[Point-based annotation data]
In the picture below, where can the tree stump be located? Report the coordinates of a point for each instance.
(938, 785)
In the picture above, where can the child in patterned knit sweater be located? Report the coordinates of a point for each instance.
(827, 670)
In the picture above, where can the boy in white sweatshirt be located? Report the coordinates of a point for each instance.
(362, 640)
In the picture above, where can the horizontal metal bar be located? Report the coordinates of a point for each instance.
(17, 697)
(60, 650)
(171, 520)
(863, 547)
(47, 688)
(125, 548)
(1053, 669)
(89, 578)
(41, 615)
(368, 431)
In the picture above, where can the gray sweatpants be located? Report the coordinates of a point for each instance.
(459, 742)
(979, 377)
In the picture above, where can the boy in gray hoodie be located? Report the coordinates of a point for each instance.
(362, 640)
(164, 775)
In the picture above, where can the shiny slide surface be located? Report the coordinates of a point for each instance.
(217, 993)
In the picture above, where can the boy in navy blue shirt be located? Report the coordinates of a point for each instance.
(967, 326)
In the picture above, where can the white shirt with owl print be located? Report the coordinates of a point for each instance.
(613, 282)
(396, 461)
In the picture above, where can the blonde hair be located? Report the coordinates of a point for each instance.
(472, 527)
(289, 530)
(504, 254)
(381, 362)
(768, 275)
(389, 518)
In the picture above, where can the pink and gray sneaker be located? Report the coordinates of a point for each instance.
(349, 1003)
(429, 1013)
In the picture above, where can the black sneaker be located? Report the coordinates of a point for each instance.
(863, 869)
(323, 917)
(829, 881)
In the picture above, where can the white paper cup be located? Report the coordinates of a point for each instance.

## Exercise task
Restate word for word the lines from the one holding "In the picture above, where can the gray" to the end of the listing, both ends included, and nothing more.

## Finished exercise
In the picture above, where can the gray sweatpants be located? Report the coordinates of a point for each instance.
(459, 742)
(979, 377)
In the picture above, where can the boy in gray hoodie be located? Report the coordinates of a point for each instance.
(362, 640)
(164, 775)
In the picture above, where can the shiny slide surface be located? Report the coordinates of a point for each instance.
(217, 993)
In the picture above, where can the boy in navy blue shirt be located? Report the coordinates of a point for each instance.
(967, 326)
In the picture above, where can the white shirt with owl print be located? Report the coordinates of a point for each instance.
(613, 282)
(396, 461)
In the picture above, where can the blonde hair be located? Report the coordinates of a point for each instance.
(472, 527)
(289, 530)
(504, 254)
(381, 362)
(768, 275)
(389, 518)
In the picture above, where can the pink and gray sneaker be located? Report the coordinates of a point for each instance.
(349, 1003)
(429, 1013)
In the picture above, where can the black sneaker be located? Report the coordinates of a point for each instance.
(863, 869)
(323, 917)
(829, 881)
In the picture above, where can the white paper cup be located? Report the coordinates of a point for each instance.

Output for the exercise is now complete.